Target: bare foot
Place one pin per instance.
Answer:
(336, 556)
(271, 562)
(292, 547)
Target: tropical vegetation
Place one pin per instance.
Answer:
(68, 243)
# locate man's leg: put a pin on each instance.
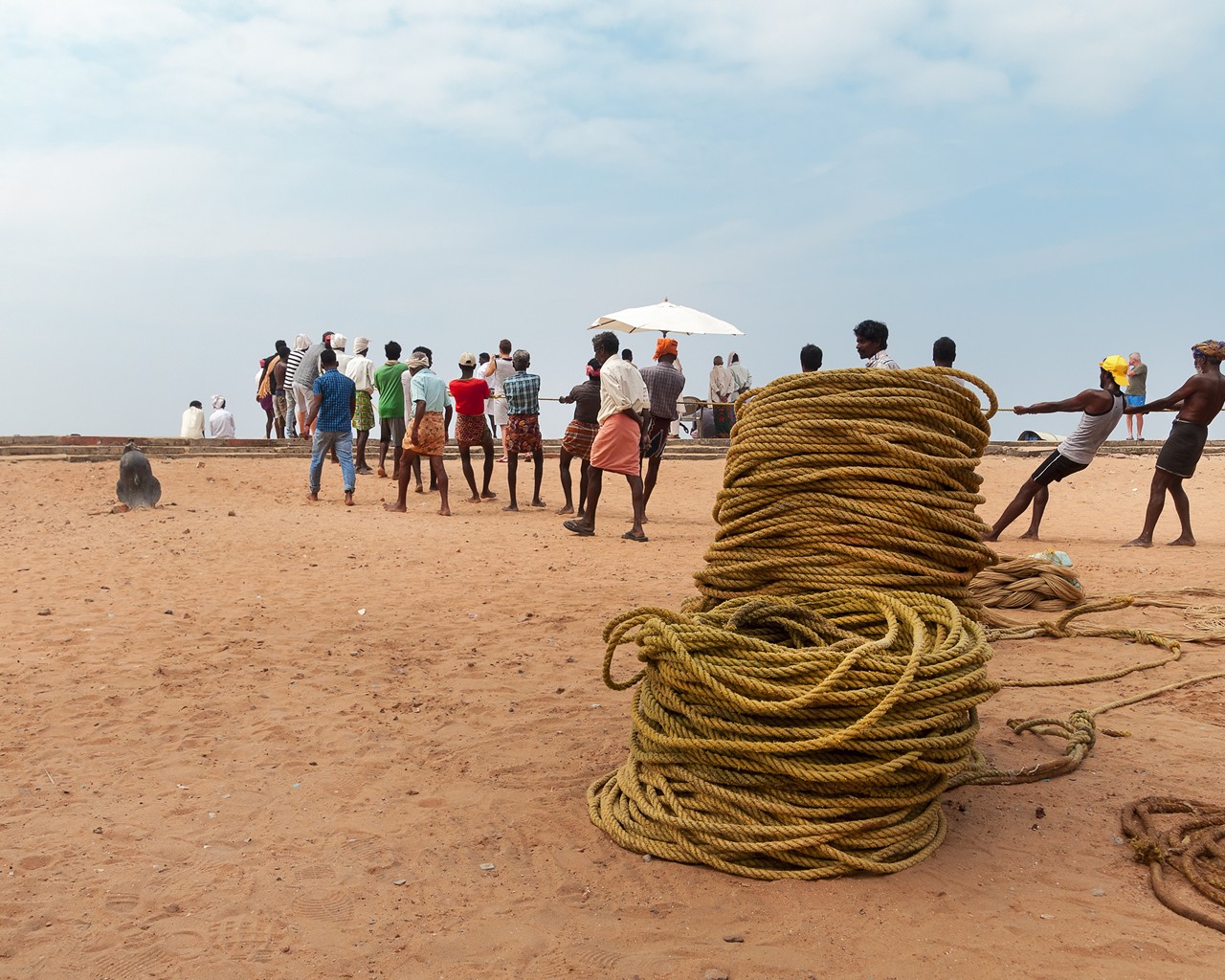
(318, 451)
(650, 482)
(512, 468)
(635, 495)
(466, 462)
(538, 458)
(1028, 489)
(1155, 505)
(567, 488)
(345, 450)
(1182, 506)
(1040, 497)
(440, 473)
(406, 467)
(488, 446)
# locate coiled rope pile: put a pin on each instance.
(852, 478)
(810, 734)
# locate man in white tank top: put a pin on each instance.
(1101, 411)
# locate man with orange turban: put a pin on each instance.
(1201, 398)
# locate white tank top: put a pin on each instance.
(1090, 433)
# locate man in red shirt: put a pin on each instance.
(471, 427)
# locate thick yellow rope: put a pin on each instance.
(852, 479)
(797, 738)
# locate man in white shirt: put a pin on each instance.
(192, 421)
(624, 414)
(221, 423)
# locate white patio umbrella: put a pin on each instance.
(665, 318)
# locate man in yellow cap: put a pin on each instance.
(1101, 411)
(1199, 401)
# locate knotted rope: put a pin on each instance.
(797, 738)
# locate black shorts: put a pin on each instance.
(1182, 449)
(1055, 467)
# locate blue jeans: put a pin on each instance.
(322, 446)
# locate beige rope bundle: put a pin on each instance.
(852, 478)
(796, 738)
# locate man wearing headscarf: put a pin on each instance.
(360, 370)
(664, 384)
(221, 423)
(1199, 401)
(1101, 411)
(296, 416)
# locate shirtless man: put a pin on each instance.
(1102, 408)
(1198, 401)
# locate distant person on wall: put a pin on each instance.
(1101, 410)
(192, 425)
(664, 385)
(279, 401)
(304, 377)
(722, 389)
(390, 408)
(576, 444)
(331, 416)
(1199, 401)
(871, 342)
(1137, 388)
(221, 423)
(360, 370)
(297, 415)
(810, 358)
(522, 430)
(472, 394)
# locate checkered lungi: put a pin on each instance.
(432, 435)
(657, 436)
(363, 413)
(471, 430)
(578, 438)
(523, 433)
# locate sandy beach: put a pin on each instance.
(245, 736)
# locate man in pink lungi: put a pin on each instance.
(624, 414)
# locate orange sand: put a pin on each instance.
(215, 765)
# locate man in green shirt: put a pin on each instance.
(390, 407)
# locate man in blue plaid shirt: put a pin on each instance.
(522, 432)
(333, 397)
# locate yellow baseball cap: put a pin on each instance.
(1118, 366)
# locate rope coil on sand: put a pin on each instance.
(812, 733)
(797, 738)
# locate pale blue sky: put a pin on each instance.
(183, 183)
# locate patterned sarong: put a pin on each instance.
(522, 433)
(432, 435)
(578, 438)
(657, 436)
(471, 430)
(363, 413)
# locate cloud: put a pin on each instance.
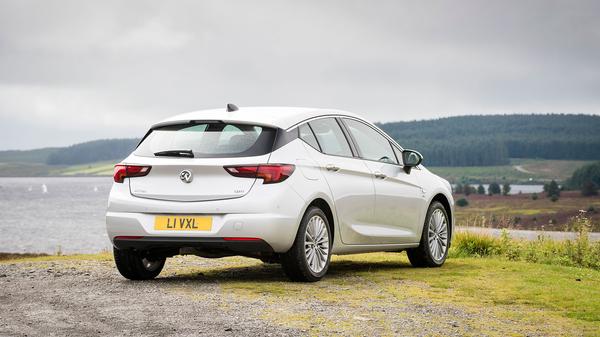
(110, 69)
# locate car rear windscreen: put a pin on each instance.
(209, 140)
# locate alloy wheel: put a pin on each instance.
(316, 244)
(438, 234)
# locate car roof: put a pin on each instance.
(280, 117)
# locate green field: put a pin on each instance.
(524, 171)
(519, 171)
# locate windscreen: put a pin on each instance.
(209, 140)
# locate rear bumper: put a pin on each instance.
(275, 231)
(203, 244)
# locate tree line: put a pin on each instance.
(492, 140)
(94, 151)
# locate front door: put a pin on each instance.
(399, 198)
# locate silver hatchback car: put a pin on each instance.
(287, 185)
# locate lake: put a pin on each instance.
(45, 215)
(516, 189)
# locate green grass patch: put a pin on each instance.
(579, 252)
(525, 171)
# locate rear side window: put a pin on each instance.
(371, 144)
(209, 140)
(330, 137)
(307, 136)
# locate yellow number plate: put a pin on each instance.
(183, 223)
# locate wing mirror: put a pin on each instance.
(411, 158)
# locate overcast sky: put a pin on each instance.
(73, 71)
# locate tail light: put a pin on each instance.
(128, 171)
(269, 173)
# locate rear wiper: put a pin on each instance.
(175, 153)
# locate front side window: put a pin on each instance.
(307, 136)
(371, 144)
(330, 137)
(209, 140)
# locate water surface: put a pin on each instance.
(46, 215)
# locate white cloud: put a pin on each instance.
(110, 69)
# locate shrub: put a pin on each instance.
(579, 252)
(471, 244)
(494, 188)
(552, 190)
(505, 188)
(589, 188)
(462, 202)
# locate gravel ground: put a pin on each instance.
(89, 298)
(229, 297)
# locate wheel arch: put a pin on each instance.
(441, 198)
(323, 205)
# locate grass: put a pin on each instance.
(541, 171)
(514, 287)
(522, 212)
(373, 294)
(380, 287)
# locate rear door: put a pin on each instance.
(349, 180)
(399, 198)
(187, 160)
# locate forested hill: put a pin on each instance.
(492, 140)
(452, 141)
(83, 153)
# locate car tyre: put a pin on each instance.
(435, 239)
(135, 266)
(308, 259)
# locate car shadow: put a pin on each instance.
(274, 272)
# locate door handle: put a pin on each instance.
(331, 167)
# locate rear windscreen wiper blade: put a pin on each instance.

Aim of the task: Check each line of the listing for "Target". Show those that have it.

Reply:
Target: bare foot
Target: tropical vegetation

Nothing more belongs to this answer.